## start TASK MATERIAL

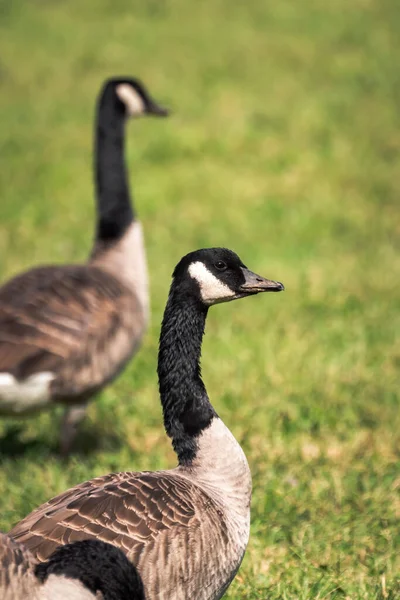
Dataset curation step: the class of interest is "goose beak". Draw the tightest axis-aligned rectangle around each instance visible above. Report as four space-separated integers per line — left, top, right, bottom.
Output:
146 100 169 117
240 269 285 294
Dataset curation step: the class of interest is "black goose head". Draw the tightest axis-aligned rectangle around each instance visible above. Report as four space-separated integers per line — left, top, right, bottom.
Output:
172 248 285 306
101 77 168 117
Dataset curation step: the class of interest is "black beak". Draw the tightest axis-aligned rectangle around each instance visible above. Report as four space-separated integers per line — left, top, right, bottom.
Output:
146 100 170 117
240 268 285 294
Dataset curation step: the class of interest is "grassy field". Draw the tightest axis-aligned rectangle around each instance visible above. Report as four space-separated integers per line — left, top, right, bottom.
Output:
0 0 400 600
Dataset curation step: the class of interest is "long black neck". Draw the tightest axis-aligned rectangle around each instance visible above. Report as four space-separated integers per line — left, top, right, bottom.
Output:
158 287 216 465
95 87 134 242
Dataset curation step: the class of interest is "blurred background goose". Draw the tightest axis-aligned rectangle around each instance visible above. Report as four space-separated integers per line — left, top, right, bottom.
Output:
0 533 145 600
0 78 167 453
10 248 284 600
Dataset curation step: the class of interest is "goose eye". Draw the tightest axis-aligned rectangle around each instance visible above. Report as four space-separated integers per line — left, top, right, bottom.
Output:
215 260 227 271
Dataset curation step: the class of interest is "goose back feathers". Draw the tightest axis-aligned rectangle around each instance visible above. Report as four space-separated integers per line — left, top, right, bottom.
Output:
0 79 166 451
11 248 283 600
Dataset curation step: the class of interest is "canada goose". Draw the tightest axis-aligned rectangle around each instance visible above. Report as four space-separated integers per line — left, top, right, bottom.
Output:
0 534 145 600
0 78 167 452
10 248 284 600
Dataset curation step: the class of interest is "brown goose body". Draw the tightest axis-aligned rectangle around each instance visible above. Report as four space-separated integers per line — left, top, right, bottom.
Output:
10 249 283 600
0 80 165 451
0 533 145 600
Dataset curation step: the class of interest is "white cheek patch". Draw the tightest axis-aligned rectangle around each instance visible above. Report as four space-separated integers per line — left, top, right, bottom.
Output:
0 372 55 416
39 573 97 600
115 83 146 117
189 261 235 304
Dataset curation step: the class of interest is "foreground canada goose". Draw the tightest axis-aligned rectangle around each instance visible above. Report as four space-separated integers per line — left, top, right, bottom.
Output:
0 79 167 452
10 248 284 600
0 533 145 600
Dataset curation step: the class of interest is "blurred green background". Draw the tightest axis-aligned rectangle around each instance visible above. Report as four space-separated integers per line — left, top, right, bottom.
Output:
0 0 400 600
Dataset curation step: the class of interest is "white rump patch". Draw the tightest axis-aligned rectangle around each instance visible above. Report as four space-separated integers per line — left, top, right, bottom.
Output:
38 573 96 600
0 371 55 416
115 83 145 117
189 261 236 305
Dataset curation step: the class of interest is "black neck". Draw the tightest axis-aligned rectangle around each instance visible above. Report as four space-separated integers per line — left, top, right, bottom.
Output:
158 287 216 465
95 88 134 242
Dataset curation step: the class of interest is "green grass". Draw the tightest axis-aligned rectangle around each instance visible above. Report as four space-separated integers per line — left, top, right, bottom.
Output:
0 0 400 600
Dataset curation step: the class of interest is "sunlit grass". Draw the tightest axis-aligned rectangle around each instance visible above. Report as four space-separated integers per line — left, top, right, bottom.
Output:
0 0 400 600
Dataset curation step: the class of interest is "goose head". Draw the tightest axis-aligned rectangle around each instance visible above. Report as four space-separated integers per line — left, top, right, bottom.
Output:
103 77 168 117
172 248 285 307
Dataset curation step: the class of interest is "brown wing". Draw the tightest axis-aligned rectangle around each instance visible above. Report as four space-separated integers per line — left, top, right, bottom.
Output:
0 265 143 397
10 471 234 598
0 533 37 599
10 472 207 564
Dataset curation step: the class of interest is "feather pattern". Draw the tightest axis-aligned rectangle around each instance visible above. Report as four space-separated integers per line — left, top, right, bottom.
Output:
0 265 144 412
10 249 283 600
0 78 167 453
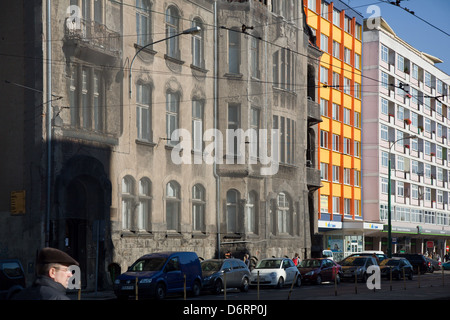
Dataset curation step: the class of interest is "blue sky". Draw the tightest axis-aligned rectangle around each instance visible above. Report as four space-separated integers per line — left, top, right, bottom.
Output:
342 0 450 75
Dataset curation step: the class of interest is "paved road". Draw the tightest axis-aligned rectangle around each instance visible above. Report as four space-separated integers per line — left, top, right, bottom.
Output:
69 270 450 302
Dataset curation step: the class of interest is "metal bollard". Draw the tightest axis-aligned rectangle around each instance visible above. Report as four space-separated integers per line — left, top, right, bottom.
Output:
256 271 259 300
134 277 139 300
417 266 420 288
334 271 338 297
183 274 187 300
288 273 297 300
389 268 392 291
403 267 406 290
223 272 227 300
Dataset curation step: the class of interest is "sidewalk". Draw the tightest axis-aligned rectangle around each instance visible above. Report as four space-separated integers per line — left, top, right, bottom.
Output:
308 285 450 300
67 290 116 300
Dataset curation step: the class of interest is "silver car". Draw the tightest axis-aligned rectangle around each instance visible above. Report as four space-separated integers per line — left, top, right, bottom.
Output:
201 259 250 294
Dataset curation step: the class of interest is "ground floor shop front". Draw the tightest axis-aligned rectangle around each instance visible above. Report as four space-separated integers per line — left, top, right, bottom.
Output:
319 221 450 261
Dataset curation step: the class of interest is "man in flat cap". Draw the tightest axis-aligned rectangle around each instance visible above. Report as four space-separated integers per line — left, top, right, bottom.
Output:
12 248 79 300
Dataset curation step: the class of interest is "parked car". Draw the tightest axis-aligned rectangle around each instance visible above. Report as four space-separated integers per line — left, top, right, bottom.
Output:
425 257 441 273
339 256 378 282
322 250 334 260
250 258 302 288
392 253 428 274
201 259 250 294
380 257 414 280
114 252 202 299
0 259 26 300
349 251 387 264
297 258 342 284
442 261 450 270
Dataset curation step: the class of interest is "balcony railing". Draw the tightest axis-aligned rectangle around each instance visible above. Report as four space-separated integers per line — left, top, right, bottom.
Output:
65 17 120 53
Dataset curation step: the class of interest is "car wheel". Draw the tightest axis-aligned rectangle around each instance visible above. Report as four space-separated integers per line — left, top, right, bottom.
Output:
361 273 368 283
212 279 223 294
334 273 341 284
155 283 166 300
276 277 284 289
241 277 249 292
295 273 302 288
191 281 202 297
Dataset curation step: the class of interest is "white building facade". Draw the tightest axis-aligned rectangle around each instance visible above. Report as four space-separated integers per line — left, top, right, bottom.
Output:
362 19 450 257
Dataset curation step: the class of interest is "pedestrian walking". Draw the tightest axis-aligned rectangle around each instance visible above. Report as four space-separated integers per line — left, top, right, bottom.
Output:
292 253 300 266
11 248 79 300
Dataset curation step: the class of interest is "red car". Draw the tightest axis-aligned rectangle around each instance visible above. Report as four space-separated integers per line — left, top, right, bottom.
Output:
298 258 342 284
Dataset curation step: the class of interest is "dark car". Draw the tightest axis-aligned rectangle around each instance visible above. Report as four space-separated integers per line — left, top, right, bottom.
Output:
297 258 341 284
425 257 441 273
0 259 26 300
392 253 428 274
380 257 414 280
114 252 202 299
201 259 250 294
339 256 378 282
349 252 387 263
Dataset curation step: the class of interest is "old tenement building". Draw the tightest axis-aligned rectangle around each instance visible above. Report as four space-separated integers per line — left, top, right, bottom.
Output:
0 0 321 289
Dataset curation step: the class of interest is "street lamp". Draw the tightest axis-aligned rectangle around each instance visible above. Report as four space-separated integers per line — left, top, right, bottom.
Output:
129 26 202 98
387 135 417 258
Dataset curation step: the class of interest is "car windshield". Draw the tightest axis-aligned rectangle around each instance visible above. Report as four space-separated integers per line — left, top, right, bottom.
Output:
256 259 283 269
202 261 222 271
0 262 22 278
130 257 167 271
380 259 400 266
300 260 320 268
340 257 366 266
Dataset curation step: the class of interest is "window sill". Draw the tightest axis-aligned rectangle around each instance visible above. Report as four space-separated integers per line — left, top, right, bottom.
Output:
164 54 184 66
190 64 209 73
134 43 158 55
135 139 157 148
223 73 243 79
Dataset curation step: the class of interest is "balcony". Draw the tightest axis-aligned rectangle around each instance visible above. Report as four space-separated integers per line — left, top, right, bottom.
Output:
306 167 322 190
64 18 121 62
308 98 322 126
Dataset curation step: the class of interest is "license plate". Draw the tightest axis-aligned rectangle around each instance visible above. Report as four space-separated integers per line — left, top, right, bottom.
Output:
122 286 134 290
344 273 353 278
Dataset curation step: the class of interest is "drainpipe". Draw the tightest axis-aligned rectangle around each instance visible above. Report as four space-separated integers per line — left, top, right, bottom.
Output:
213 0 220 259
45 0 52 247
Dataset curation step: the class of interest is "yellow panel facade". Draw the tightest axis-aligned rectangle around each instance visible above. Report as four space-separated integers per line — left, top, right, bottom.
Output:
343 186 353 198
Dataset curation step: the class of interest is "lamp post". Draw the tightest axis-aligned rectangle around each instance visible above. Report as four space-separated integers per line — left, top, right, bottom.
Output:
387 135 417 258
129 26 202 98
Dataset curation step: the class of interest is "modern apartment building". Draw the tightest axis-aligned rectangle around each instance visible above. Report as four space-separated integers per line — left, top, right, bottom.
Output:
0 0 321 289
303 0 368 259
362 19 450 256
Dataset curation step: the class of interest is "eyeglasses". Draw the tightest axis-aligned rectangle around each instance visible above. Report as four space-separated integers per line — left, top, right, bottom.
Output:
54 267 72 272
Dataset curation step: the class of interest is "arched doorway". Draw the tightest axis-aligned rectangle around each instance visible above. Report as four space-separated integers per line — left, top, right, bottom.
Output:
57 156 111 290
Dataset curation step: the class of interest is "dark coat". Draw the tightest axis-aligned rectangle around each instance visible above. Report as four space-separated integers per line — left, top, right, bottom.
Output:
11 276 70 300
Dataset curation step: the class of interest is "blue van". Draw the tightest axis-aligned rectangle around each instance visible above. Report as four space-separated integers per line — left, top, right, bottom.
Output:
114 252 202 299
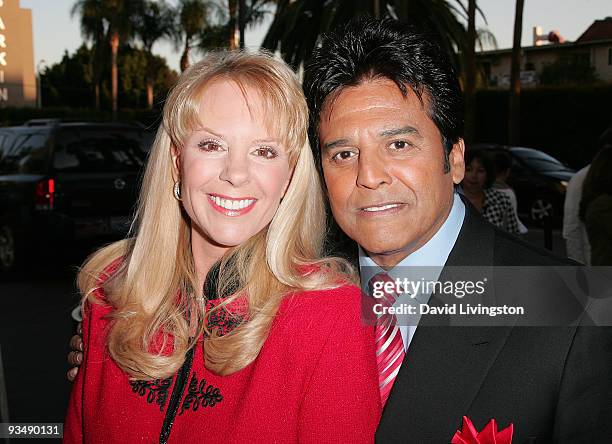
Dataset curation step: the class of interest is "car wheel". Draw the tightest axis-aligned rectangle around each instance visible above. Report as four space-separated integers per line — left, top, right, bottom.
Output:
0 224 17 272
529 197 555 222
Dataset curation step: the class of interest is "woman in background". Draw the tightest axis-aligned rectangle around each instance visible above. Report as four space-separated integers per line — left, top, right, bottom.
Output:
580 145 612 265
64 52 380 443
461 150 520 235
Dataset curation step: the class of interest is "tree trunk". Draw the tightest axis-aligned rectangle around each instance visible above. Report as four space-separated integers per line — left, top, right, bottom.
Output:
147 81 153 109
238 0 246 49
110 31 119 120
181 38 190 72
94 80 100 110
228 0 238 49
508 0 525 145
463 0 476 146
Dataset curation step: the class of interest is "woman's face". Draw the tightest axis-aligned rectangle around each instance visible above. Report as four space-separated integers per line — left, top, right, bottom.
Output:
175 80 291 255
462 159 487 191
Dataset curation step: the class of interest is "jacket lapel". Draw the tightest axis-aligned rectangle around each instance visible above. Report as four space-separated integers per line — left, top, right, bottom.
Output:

## end TASK MATERIAL
## start TASK MATERIAL

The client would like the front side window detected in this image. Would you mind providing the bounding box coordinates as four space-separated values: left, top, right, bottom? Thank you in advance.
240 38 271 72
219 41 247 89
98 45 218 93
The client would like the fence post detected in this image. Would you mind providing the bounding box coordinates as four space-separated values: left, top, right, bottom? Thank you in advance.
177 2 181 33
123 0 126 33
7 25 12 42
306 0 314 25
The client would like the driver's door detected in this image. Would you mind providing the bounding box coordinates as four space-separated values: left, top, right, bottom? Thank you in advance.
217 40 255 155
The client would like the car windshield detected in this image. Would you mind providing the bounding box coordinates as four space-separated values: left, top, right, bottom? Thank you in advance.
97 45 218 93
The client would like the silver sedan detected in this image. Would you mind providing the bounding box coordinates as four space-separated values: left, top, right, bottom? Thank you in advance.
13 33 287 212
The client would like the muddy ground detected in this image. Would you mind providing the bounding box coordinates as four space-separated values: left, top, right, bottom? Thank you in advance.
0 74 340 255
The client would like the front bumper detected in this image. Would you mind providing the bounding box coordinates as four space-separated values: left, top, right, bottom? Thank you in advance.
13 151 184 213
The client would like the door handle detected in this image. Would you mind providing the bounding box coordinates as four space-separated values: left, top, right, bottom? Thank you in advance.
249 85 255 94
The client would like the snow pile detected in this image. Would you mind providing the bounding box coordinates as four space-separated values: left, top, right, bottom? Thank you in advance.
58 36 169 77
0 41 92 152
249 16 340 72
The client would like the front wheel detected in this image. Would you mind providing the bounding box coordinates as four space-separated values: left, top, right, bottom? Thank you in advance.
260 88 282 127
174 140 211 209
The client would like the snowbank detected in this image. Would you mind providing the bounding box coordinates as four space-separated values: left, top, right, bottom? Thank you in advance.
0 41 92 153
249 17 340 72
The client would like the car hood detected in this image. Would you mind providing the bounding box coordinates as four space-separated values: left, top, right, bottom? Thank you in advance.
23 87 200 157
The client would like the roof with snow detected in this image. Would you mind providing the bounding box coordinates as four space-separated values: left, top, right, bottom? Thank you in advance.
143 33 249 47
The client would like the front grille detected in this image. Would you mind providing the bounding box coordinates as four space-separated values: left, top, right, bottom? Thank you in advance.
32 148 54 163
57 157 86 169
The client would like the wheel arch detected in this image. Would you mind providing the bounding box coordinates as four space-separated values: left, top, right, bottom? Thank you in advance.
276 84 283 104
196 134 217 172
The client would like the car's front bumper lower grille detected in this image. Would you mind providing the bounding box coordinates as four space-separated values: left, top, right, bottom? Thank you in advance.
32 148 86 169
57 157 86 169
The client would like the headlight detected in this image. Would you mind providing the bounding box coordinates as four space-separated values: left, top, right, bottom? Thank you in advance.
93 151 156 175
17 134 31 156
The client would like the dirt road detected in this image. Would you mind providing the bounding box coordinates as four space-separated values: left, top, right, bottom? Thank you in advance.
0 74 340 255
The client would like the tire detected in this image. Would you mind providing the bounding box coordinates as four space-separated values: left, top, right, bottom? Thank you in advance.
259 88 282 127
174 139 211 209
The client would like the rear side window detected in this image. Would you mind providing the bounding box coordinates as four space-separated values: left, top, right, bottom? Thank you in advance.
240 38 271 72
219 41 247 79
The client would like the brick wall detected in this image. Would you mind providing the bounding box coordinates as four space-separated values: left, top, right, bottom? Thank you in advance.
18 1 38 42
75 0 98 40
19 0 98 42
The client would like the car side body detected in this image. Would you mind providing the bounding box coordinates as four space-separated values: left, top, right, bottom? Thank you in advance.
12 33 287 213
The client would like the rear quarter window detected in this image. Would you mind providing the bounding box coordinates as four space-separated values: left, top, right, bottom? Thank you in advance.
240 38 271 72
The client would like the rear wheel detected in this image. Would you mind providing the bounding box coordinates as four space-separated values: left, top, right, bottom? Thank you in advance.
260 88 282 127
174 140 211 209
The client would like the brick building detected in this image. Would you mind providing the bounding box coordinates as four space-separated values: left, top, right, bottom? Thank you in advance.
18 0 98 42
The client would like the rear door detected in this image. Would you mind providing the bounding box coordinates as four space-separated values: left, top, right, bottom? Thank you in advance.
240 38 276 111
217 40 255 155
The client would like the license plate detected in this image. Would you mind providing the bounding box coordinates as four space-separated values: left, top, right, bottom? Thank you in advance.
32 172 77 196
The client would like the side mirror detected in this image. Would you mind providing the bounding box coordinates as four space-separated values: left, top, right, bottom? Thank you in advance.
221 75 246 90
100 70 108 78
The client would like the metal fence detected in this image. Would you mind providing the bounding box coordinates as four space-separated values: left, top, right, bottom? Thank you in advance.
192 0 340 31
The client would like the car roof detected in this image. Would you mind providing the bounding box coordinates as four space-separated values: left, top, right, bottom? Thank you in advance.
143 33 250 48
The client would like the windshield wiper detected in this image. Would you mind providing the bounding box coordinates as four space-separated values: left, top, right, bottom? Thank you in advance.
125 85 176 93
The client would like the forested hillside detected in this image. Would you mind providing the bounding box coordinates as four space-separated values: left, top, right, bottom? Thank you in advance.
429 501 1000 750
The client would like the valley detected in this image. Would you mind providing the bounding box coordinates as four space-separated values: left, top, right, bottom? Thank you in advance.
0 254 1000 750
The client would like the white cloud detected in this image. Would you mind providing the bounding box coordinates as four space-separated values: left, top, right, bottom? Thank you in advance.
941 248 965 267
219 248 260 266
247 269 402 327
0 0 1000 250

## end TASK MATERIAL
## start TASK MATERIAL

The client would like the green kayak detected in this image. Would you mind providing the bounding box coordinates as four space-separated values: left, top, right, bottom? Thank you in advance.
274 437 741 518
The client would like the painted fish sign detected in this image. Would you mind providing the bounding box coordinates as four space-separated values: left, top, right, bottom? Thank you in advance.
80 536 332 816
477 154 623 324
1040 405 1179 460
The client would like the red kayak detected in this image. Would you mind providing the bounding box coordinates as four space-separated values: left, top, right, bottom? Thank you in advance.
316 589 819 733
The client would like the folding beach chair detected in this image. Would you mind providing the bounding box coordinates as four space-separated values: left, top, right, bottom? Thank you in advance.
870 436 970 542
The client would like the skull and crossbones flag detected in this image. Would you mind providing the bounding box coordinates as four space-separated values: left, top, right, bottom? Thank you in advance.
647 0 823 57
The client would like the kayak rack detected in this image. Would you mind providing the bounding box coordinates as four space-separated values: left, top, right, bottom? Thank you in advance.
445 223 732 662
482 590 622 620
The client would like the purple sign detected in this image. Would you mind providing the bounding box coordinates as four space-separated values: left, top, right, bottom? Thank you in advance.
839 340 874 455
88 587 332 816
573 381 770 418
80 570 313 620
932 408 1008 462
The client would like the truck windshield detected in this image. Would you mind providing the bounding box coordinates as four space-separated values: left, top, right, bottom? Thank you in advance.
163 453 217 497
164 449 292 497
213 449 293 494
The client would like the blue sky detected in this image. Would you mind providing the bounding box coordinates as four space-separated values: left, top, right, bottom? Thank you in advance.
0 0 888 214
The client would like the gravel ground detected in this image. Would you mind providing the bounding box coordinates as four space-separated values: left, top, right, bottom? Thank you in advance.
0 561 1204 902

## end TASK MATERIAL

EXERCISE OBJECTIVE:
Render the records as a two-column CSV with the columns "text" and "answer", starting with the line that contains "The client would like the green" and going on through the line that contains "870 436 970 542". Give one row per record, and put each field in double quotes with its line breaks replaced by spaces.

EXERCISE RESULT:
text,answer
"The client would like the green kayak detected in this image. Would you mind providing the bounding box coordinates as four space-separated values: left, top, right, bottom? Thank you in advance.","274 437 741 518"
"The client would like the painted fish sign detected in this image. Would you mind providing the bounding box coordinates as four space-separated values: left, top, right, bottom? Thank you in advance.","80 536 332 816 477 154 623 324 1040 405 1179 460"
"The client would like the red kayak detected in this image. Would you mind providing the bounding box coordinates as four space-separated values: left, top, right, bottom? Thank you in advance.","316 589 819 733"
"The client would like the folding beach chair detected in this image. Would you mind providing the bounding box coordinates as four space-separated values: left, top, right, bottom? Thank you in advance.","870 436 970 542"